======== TEXT SEGMENT
Fall foliage fans rejoice: Peak season has finally hit Butler University.
After a dry summer, the leaves were late to turn this autumn, but those yellows, reds, and oranges on the diverse collection of trees around campus should be visible for most of the rest of October.
“The change is a little late,” says Marcia Moore, the longtime assistant at Butler’s Friesner Herbarium. “You usually see that when you have summer drought. You need that regular rain in the summer for the sugars the trees are making for nourishment. When it’s dry, they’re protecting themselves and hold onto the leaves a little longer.”
The Herbarium tree walk concentrates on select trees on the main campus marked with nameplates displaying the tree’s English and Latin names, along with the species’ area of origin. An example, a flowering dogwood in front of Robertson Hall, is identified as dogwood, Cornus florida, eastern and central U.S.
To extend the walk, Moore recommends taking in the trees within the 15 acres of woods north of campus, which are popping with color as well. These woods can be accessed at 49th Street and Lake Drive or through Holcomb Gardens.
================
======== GIVEN RECORDS
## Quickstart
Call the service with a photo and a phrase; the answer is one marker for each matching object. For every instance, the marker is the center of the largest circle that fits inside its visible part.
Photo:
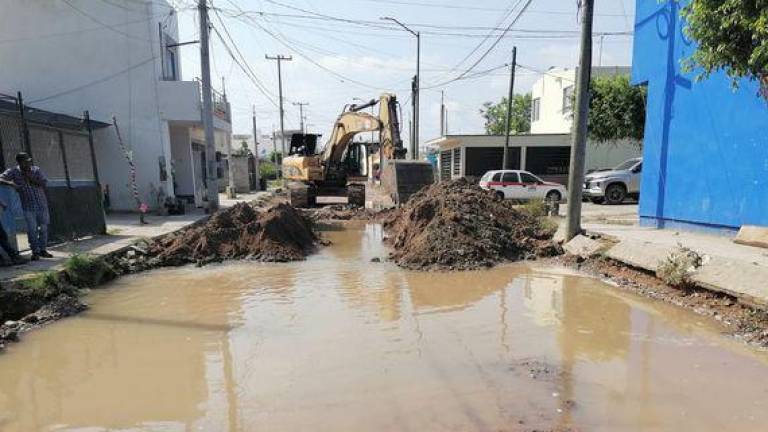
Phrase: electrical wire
(98, 81)
(244, 66)
(498, 39)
================
EXERCISE OBJECTIVE →
Please answer from the fall foliage text above: where can the woods north of campus be accessed?

THE REPLY →
At 49th Street and Lake Drive or through Holcomb Gardens.